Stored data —
════════════════

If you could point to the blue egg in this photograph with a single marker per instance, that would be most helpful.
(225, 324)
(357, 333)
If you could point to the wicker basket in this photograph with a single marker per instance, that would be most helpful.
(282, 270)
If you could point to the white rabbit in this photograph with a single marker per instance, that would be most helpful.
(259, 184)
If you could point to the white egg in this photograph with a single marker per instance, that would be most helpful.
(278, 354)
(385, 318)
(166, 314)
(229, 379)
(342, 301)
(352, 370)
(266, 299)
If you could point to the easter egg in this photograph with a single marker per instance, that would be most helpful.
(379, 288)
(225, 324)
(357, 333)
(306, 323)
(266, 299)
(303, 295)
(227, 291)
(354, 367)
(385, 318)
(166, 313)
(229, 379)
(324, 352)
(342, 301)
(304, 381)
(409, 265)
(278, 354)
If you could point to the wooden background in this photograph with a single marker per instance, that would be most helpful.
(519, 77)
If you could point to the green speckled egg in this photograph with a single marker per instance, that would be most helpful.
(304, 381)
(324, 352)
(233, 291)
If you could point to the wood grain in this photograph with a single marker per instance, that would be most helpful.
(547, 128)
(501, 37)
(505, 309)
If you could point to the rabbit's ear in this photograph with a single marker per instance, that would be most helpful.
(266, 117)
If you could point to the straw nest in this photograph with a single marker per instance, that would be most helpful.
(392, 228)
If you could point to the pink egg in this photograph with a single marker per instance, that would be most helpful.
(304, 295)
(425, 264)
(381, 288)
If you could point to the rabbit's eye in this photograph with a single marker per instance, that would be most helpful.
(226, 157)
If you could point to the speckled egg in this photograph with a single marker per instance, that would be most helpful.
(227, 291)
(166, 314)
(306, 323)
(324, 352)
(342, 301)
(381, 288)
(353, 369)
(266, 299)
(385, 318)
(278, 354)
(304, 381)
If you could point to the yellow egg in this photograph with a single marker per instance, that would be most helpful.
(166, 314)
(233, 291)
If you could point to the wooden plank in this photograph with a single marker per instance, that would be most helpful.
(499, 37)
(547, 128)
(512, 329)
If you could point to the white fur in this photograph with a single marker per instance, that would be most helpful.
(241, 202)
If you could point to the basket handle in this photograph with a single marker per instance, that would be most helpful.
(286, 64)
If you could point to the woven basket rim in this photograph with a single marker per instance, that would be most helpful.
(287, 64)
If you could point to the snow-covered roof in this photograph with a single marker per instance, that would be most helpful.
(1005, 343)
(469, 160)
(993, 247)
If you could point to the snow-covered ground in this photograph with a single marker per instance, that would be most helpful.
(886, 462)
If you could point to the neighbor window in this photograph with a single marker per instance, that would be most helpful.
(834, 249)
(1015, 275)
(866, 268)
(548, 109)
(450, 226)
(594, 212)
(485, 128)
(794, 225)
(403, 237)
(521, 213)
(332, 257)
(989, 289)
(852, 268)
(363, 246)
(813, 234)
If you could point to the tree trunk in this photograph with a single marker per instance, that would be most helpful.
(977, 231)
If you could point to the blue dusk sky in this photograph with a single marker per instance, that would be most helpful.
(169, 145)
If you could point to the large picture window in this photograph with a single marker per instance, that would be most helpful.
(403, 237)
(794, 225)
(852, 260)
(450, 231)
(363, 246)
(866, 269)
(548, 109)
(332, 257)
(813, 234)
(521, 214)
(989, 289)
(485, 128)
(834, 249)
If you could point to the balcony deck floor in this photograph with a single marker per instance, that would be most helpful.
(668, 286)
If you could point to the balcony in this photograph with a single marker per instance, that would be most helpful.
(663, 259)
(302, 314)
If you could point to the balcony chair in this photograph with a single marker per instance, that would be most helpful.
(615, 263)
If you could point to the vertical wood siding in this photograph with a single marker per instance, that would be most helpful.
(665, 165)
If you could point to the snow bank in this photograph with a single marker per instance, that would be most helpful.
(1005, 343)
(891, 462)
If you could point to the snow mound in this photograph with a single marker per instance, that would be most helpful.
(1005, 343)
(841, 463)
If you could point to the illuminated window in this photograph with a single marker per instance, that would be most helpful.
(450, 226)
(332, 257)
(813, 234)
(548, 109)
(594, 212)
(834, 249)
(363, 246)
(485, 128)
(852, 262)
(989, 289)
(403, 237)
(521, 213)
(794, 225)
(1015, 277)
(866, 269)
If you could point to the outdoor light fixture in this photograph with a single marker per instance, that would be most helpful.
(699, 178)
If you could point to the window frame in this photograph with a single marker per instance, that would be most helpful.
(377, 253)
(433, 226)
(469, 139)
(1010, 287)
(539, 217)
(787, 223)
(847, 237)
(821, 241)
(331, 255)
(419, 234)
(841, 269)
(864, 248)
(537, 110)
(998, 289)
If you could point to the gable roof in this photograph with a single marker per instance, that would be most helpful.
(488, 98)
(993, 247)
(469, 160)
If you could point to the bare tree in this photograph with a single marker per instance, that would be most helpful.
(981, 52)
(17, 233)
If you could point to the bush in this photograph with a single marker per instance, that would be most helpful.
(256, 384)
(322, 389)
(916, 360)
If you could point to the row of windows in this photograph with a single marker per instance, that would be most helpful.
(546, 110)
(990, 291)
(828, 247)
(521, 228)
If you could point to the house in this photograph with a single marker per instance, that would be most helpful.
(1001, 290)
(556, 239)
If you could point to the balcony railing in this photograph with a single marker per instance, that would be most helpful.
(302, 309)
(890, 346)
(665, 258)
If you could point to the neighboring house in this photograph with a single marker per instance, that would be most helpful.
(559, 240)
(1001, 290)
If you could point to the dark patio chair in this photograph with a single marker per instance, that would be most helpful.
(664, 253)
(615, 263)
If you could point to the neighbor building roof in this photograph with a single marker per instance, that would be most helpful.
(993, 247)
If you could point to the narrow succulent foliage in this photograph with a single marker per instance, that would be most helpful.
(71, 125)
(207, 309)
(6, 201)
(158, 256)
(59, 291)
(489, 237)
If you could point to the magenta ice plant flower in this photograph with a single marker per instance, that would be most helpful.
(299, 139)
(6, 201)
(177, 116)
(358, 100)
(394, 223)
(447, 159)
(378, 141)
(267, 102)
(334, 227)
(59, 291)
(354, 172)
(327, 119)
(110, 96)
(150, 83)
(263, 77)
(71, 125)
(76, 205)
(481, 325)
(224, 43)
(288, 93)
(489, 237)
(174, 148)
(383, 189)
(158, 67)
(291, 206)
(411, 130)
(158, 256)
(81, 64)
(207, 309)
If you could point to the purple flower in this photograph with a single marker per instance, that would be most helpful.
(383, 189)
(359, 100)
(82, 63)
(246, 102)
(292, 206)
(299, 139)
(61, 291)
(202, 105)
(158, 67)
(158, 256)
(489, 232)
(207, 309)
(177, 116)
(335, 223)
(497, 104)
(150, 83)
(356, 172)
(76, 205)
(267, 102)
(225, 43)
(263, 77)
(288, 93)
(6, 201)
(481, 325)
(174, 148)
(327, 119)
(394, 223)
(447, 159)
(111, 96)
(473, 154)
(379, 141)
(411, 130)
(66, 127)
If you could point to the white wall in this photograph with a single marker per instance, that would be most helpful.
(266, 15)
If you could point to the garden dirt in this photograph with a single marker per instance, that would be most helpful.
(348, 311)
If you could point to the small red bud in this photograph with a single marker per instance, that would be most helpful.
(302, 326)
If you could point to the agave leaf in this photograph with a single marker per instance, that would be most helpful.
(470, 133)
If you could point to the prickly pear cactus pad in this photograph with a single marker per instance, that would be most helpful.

════════════════

TASK — Every entry in the listing must be retyped exactly.

EXERCISE SOLUTION —
If you could point to the blue egg in this photograph with a single marker per instance, that would be most helpful.
(225, 324)
(357, 333)
If you could point to the wicker basket in this photograph with a single marker per instance, that would be most helpful.
(282, 270)
If you could point to the white rabbit in this photograph with a single marker per instance, that would be most helpful.
(259, 184)
If you could point to the white egg in this photograph with a single marker per instance, that would be most helpful.
(278, 354)
(385, 318)
(166, 314)
(229, 379)
(342, 301)
(352, 370)
(266, 299)
If you could point to the easter egg in this photograph with a single marker per instance, that would be most helpful.
(379, 288)
(225, 324)
(357, 333)
(306, 323)
(266, 299)
(303, 295)
(227, 291)
(354, 367)
(385, 318)
(166, 313)
(229, 379)
(324, 352)
(342, 301)
(304, 381)
(409, 265)
(278, 354)
If you could point to the wooden background in this photograph with a single marker per instance, that would be most helpful.
(519, 77)
If you could point to the green speckled egg in this photograph with a single marker per instance, that would be most helpful.
(304, 381)
(324, 352)
(233, 291)
If you could point to the wood grain in this photograph with a single marker per instance, that would be most helpful.
(547, 128)
(501, 37)
(505, 309)
If you could point to the rabbit's ear in this photograph with a single marker per instance, that would be most helpful.
(266, 117)
If you could point to the straw nest in this photograph with a single marker per instance, that would be most helpful.
(392, 228)
If you could point to the pink egg in this photograph with a single marker per instance, that would be most helpful.
(304, 295)
(425, 264)
(381, 288)
If you could point to the rabbit's eye in this photograph with a single marker per instance, that would be most helpful.
(226, 157)
If you could point to the speckled egg in this photograph with a single marker per instance, that would be most helpful.
(227, 291)
(166, 314)
(306, 323)
(324, 352)
(342, 301)
(381, 288)
(353, 369)
(266, 299)
(385, 318)
(278, 354)
(304, 381)
If you could point to the yellow egg in this photograph with a single marker per instance, that would be most helpful.
(166, 314)
(233, 291)
If you could point to the wooden plank in this photograph with a single marker per instance, that would be most helpful.
(499, 37)
(547, 128)
(512, 329)
If you could point to the white fur in this photograph with a single marker per instance, that would be most helpful.
(241, 202)
If you could point to the basket handle in this photograph with a single marker per instance, that would be most helpful.
(286, 64)
If you could point to the woven basket rim in this photograph with a single marker per instance, that would be most helpful.
(287, 64)
If you could point to the snow-covered roof in this photograph with a single marker per instance, that would be most helpful.
(1005, 343)
(469, 160)
(993, 247)
If you could point to the snow-covered ground in this photograph with a single marker per instance, that would be most helpful.
(886, 462)
If you could point to the neighbor window in this photograph with a single marker per instance, that would be most helpful.
(834, 249)
(1015, 275)
(866, 268)
(548, 109)
(450, 226)
(594, 212)
(485, 128)
(794, 225)
(403, 237)
(521, 213)
(332, 257)
(989, 289)
(852, 268)
(363, 246)
(813, 234)
If you could point to the tree trunk in this photograph with a single marker per instance, that would be most helpful.
(977, 231)
If you could point to the blue dusk sky in this photograph with a single marker per instance, that would be most helpful.
(169, 145)
If you could point to the large picture window in this photograph with a single marker per instance, that would be most helpful.
(403, 237)
(794, 225)
(852, 260)
(450, 231)
(363, 246)
(866, 269)
(548, 109)
(332, 257)
(813, 234)
(521, 214)
(989, 289)
(485, 128)
(834, 249)
If you could point to the balcony deck floor in this photograph with a single marker per instance, that would be most helpful.
(668, 286)
If you could point to the balcony in this photograph with a single marker per instance, that would be most helpful.
(663, 259)
(302, 314)
If you could point to the balcony chair in this photograph with a single marker per instance, that would be most helpful.
(615, 263)
If you could point to the vertical wood siding in this photograph with a single marker per instance, that would be most helpful.
(665, 165)
If you could point to the snow bank in this photograph with a single marker per instance, that would be most helpful.
(1005, 343)
(891, 462)
If you could point to the snow mound in this photograph with a single marker per instance, that would be most helpful.
(1005, 343)
(841, 463)
If you could point to the illuminated window in this photograph with a single marker per instance, that would be most helpful.
(450, 226)
(332, 257)
(813, 234)
(548, 109)
(594, 212)
(834, 249)
(363, 246)
(485, 128)
(852, 262)
(989, 289)
(403, 237)
(521, 213)
(794, 225)
(1015, 277)
(866, 269)
If you could point to the outdoor light fixture in this photograph with a single marker per instance, that would be most helpful.
(699, 178)
If you could point to the window frame in this photograph with a single marker per instance, that would be most helpful.
(377, 253)
(433, 226)
(469, 139)
(1010, 287)
(539, 217)
(787, 223)
(847, 237)
(821, 241)
(331, 255)
(419, 234)
(841, 269)
(864, 248)
(537, 110)
(998, 289)
If you could point to the gable roof in this photograph with a single marker per instance, that would be most helpful.
(488, 98)
(993, 247)
(469, 160)
If you could point to the bare tree in this photograph with a single marker per instance, that would be most helpful.
(981, 52)
(17, 233)
If you could point to the bush in this photograph with a single marker per instance, that would be most helpful.
(256, 384)
(322, 389)
(916, 360)
If you could point to the row of windows in this photograph with a single marker per instance, that would be most helpful.
(546, 110)
(990, 291)
(828, 247)
(521, 228)
If you could point to the house in this photograph with a single marker per instance, that would be most helpful.
(1001, 290)
(556, 239)
If you could point to the balcony railing in this photograph with a single marker per instance, that would be most helpful.
(302, 309)
(890, 346)
(665, 258)
If you could point to the neighboring house in this photograph with a single marker per instance, that would be most helpful.
(559, 240)
(1001, 290)
If you could point to the dark patio chair in this photograph with a single marker per instance, that would be most helpful.
(664, 253)
(615, 263)
If you could point to the neighbor building roof in this photograph with a single marker per instance, that would be most helpful.
(993, 247)
If you could point to the narrow succulent foliage in this photograph with a single marker per instance, that would be most helpful.
(71, 125)
(207, 309)
(6, 201)
(158, 256)
(59, 291)
(489, 237)
If you could point to the magenta ice plant flower in this photograph with a single marker per instance, that would be most helpful.
(299, 139)
(6, 201)
(177, 116)
(358, 100)
(394, 223)
(447, 159)
(378, 141)
(267, 102)
(334, 227)
(59, 291)
(354, 172)
(327, 119)
(110, 96)
(150, 83)
(263, 77)
(71, 125)
(76, 205)
(481, 325)
(224, 43)
(288, 93)
(489, 237)
(174, 148)
(383, 189)
(158, 67)
(291, 206)
(411, 130)
(158, 256)
(81, 64)
(207, 309)
If you could point to the purple flower in this photograph with a single marker per instance, that would be most helpful.
(383, 189)
(359, 100)
(82, 63)
(246, 102)
(292, 206)
(299, 139)
(61, 291)
(202, 105)
(158, 67)
(158, 256)
(489, 232)
(207, 309)
(177, 116)
(335, 223)
(497, 104)
(150, 83)
(356, 172)
(76, 205)
(267, 102)
(225, 43)
(263, 77)
(288, 93)
(6, 201)
(481, 325)
(174, 148)
(327, 119)
(394, 223)
(447, 159)
(111, 96)
(473, 154)
(379, 141)
(411, 130)
(66, 127)
If you could point to the white wall in this photograph with a single marker per instance, that would be most helpful.
(266, 15)
If you could point to the garden dirt in this photograph with a single marker per instance, that would be most helpful.
(348, 311)
If you could point to the small red bud in this photograph with a single marker per instance, that would be most helpful.
(302, 326)
If you could point to the agave leaf in this photograph with a single marker per instance, that would be most helpful.
(470, 133)
If you could point to the prickly pear cactus pad in this photograph with a single marker per instance, that would be most helpful.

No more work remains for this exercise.